Given request:
Return, verbatim, every line from the start of the records through the line containing "(350, 1241)", inclusive, and omit the pictures.

Recorded data:
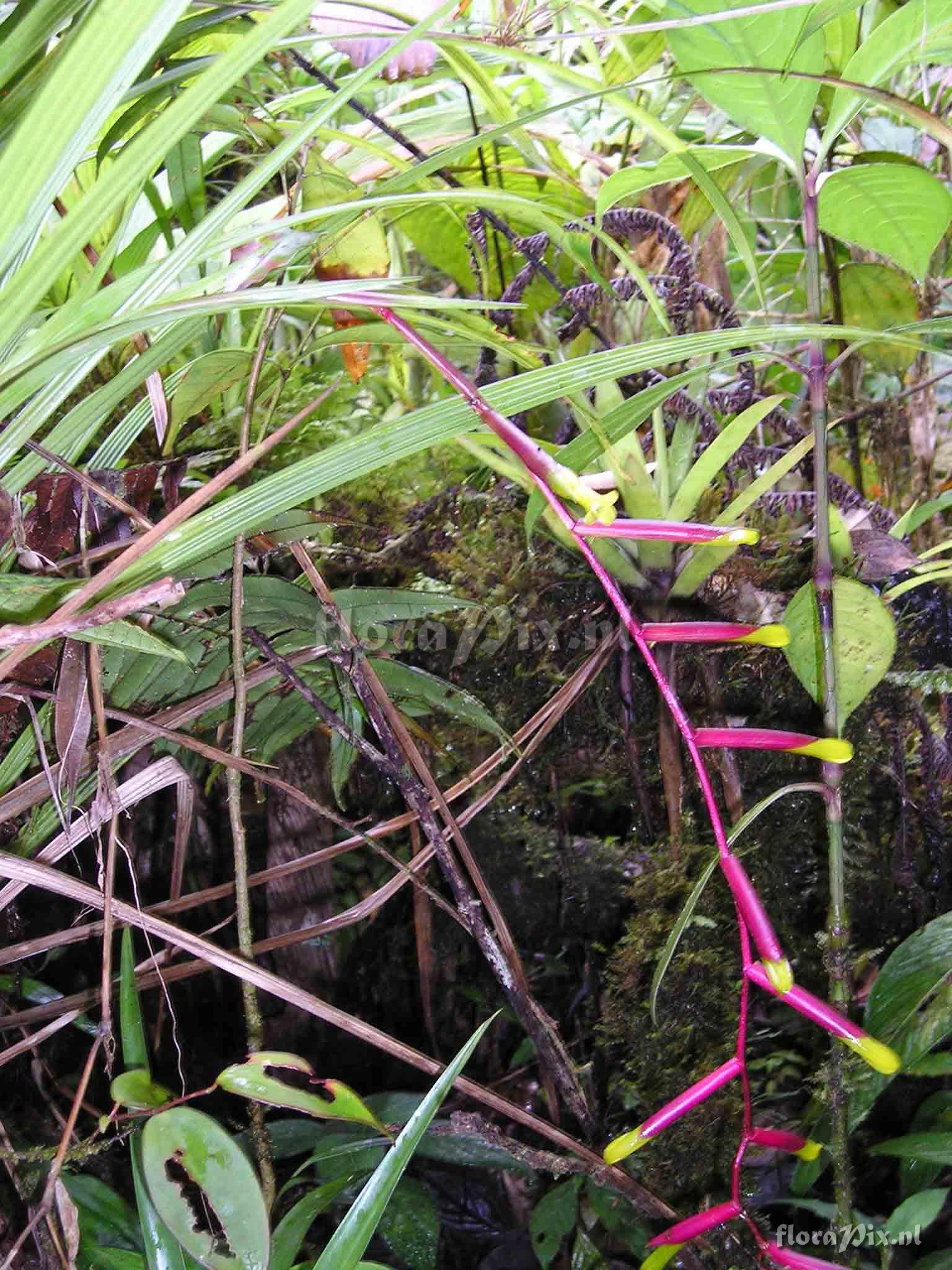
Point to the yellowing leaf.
(267, 1077)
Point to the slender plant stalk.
(838, 915)
(243, 904)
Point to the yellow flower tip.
(601, 507)
(625, 1146)
(831, 750)
(660, 1256)
(780, 974)
(880, 1057)
(771, 637)
(738, 538)
(810, 1150)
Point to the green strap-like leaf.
(350, 1241)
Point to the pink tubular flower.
(715, 633)
(668, 531)
(691, 1098)
(831, 750)
(758, 923)
(782, 1141)
(694, 1226)
(880, 1057)
(371, 32)
(798, 1260)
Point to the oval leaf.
(865, 642)
(205, 1191)
(267, 1077)
(875, 295)
(138, 1090)
(894, 210)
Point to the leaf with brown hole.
(6, 517)
(288, 1081)
(205, 1189)
(138, 1090)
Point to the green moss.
(650, 1065)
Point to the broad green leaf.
(40, 993)
(206, 379)
(673, 940)
(765, 106)
(138, 161)
(933, 1114)
(880, 296)
(100, 60)
(289, 1232)
(136, 1089)
(226, 1227)
(343, 755)
(632, 180)
(920, 31)
(351, 1238)
(865, 643)
(410, 1225)
(930, 1147)
(412, 686)
(912, 974)
(917, 1212)
(891, 208)
(715, 458)
(263, 1077)
(552, 1219)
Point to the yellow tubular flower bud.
(831, 750)
(780, 974)
(736, 538)
(810, 1150)
(880, 1057)
(625, 1146)
(660, 1256)
(598, 507)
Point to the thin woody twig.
(418, 788)
(162, 593)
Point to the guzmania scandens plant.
(769, 967)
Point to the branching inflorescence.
(763, 961)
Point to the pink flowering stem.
(819, 1011)
(715, 633)
(694, 1226)
(667, 531)
(691, 1098)
(752, 910)
(798, 1260)
(832, 750)
(532, 456)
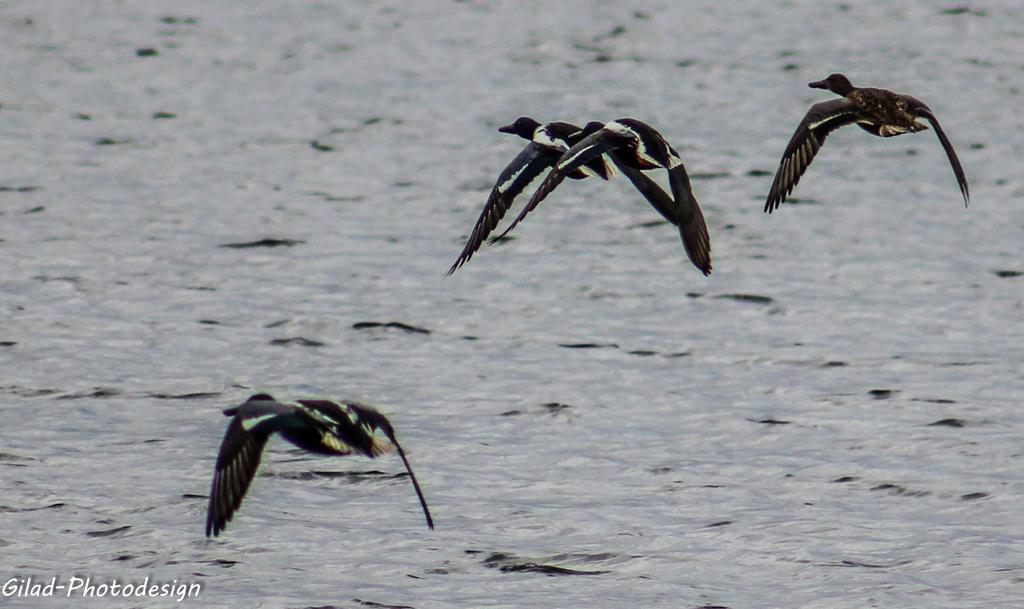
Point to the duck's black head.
(837, 83)
(523, 127)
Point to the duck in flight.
(321, 427)
(547, 143)
(879, 112)
(635, 146)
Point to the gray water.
(830, 420)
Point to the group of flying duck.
(565, 150)
(568, 151)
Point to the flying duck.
(879, 112)
(321, 427)
(547, 143)
(635, 146)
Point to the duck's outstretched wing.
(524, 168)
(239, 458)
(820, 120)
(692, 227)
(587, 149)
(682, 210)
(947, 145)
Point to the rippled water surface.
(833, 419)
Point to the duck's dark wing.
(524, 168)
(692, 227)
(239, 457)
(370, 419)
(587, 149)
(950, 153)
(683, 210)
(820, 120)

Result below:
Point to the yellowing leaf.
(267, 1077)
Point to the slender plant stalk.
(838, 915)
(243, 904)
Point to the yellow flower tip.
(601, 507)
(625, 1146)
(831, 750)
(660, 1256)
(780, 974)
(880, 1057)
(771, 637)
(738, 538)
(810, 1150)
Point to the green strap-like leaf.
(350, 1241)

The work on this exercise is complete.